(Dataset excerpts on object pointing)
- - - - - - -

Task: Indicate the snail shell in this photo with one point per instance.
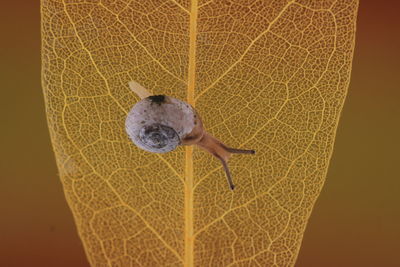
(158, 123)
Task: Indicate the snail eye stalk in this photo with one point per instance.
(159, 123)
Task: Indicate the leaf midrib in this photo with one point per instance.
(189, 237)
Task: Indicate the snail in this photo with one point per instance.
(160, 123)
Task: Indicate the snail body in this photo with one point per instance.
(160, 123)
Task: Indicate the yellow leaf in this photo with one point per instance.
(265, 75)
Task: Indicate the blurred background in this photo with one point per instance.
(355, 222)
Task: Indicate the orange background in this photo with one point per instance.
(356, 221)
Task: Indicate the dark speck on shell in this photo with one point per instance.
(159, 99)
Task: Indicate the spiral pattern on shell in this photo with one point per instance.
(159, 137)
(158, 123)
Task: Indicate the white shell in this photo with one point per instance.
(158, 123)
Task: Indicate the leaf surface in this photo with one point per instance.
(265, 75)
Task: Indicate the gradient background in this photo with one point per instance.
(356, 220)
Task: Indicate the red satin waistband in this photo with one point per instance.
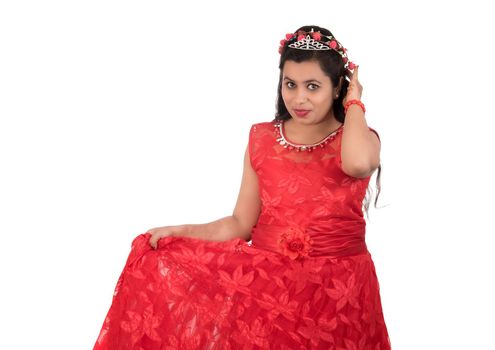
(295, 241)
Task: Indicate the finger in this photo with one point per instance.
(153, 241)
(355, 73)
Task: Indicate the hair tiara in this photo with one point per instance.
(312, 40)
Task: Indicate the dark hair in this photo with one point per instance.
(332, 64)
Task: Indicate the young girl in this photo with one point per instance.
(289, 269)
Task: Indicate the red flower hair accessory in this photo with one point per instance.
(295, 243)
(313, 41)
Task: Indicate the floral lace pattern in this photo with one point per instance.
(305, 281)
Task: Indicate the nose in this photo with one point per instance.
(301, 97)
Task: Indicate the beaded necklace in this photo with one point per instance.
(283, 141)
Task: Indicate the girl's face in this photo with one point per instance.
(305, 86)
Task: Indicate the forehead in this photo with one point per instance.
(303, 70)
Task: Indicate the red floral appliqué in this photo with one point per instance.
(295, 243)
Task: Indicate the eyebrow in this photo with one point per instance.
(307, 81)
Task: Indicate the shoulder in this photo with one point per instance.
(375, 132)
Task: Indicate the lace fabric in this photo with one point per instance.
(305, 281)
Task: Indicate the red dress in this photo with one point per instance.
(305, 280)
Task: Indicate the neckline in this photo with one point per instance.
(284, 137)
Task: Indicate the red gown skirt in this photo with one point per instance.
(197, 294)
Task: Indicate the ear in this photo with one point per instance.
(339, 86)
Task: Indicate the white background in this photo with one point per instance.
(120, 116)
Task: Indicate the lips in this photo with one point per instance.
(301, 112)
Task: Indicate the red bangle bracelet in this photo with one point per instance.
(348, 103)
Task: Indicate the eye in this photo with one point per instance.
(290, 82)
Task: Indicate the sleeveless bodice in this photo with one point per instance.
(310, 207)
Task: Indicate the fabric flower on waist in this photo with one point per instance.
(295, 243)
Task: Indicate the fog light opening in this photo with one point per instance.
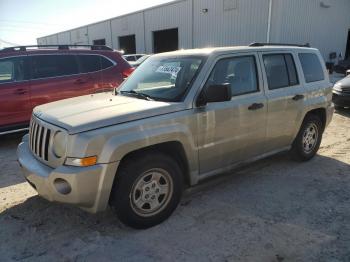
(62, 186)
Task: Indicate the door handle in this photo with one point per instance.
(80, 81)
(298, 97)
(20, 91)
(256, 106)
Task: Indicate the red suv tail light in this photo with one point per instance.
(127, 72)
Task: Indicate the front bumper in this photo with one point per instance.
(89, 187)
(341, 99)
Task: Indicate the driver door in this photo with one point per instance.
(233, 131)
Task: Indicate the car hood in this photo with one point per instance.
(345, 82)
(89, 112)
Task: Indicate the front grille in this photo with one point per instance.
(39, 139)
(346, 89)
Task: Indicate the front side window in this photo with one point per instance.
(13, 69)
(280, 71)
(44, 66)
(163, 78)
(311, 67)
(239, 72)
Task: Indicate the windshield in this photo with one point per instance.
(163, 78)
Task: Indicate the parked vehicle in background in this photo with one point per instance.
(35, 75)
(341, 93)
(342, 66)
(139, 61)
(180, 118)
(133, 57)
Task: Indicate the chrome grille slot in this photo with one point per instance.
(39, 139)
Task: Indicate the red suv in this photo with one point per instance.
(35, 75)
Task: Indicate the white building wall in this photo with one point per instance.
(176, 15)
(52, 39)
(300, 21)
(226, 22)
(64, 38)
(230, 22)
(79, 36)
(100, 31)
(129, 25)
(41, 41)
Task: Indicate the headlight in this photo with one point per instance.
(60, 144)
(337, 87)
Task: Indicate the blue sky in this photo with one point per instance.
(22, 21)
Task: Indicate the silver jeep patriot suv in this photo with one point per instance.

- - - - - - -

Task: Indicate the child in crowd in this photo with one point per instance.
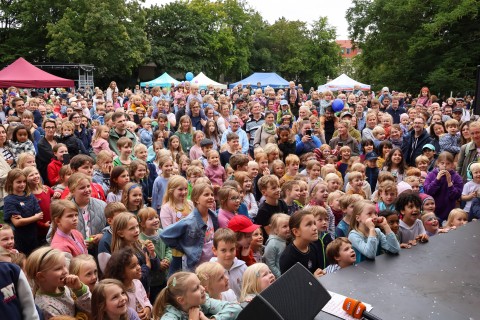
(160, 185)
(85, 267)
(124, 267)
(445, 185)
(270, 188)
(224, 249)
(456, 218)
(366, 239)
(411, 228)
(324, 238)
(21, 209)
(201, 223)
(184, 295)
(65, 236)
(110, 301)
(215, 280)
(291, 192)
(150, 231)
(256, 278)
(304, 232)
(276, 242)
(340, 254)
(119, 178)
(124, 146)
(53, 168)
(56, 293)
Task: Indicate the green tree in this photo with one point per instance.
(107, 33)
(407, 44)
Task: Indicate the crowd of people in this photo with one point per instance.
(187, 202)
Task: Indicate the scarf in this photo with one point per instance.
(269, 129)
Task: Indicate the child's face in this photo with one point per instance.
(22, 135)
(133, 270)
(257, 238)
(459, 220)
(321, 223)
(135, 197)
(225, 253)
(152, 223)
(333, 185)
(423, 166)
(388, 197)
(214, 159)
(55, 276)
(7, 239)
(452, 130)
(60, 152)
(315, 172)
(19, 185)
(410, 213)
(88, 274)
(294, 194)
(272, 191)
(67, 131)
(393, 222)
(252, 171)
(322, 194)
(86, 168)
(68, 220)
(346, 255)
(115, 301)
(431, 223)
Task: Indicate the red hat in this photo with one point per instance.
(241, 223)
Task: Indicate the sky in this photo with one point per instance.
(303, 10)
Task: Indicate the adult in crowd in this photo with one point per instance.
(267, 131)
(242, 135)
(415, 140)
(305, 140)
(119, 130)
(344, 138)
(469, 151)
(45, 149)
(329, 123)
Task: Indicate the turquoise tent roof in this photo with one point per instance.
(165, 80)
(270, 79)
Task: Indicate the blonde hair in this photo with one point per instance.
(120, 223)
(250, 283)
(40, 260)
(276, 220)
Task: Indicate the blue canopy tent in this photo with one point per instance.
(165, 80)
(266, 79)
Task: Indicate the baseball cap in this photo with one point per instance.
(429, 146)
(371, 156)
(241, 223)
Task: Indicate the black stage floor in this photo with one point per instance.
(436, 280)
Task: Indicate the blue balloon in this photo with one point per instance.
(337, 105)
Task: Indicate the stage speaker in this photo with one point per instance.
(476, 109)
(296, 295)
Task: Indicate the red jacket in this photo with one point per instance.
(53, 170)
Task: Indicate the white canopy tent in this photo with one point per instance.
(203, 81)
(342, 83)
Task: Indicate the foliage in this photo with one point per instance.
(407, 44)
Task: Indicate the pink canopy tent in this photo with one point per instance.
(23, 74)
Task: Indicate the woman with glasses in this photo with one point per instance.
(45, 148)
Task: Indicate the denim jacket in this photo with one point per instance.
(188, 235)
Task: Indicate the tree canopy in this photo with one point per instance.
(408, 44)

- - - - - - -

AIM: Show every line of the items above that contains the word "leaf".

TASK RESPONSE:
Task: Indicate the leaf midrib in this photo with one point per instance.
Task: Indicate the yellow leaf in this photo with one point per instance.
Task: Indicate the leaf surface in this photo with one point per instance.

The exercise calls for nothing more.